■ **Exercises to complete**:
1. Summarize the homeless veteran's account in two sentences.
2. According to the homeless veteran's account, how many days did the narrator stay at the York County homeless shelter?
3. Transcribe the part of the homeless veteran's account starting at "He drove me" and ending at "recover my eyesight.".

■ **Text block**:

His love for music sustained him in hard times. Volunteers of America helped him in ways he couldn’t have imagined.

How Could This Homeless Veteran Get Back on Track?

Music is my first love. I can sit down at the piano and forget all about time and space, all about my problems. During the lowest moment in my life, music was my salvation, and I have pianos at two Volunteers of America facilities to thank.

I’m a Vietnam-era vet, a Marine. After I got out of the service, I began a career in music, then became an ironworker. A few years ago, the one-bedroom bungalow I rented in Massachusetts was sold. The developer planned to tear it down. The property manager, Ray Randle, gave me two months rent-free to find a new place to live. Nothing affordable turned up. It didn’t help that I’d been disabled from an accident at work and was living on Social Security.

In quiet desperation and with the help of two friends, Jackie and Anne, I packed up my belongings and moved everything—including my electronic keyboard and my Yamaha upright—into storage. I slept in my Ford Focus Wagon, thinking it would only be temporary. But weeks turned into months and the months into years. My car had become my home.

The one thing that kept me alive was music. The wonderful gal at the storage unit would let me play my piano anytime, day or night. I would lose myself in music. I had developed cataracts, but nothing could keep my fingers from finding the right keys.

I hit my real low one Christmas Eve. I was driving down a narrow back road to where I would park my car and sleep at night. Another car came around the corner and into my lane. I veered to the right and struck a sewer drain. My car—my only home—lost its right front end.

At that point, I really had no place to live. I moved in temporarily with a friend. I felt as if all hope for me had gone, as if my life were out of tune and would never get back on key again.

Prayers for Military Veterans

Bruce Knight, a retired firefighter from Sandford, Maine, and president of The Patriot Raiders of Maine Chapter One, drove down to get me. “Veterans do not live in their cars,” my friend said. And that was that.

He drove me to the York County homeless shelter, up in Maine, where I stayed 75 days. That’s where I met with case managers from Volunteers of America’s Veterans Services. They helped me move into their transitional housing, a place called The Arthur B. Huot House. I was able to sign up for Veterans Administration benefits through social worker Susie Whittington and get the cataract surgery I needed to recover my eyesight.

■ **Extracted information**:
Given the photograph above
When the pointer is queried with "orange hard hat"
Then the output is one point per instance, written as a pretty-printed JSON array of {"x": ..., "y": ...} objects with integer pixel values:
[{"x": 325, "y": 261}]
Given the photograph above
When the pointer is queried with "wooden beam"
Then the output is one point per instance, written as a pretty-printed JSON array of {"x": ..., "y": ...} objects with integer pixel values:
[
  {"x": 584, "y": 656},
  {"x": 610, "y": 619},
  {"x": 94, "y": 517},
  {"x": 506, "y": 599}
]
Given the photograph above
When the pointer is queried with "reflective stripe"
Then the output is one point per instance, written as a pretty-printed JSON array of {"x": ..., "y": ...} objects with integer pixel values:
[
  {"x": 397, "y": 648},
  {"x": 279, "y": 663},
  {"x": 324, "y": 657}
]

■ **Per-task outputs**:
1. After the Massachusetts bungalow he rented was sold and he found nothing affordable while living on Social Security, a disabled Vietnam-era Marine put his belongings, including his keyboard and piano, into storage and lived in his car for years, with music keeping him alive. When a Christmas Eve accident wrecked the car, Bruce Knight drove him to the York County homeless shelter in Maine, where Volunteers of America's Veterans Services helped him into transitional housing, Veterans Administration benefits, and cataract surgery.

2. 75 days.

3.
He drove me to the York County homeless shelter, up in Maine, where I stayed 75 days. That’s where I met with case managers from Volunteers of America’s Veterans Services. They helped me move into their transitional housing, a place called The Arthur B. Huot House. I was able to sign up for Veterans Administration benefits through social worker Susie Whittington and get the cataract surgery I needed to recover my eyesight.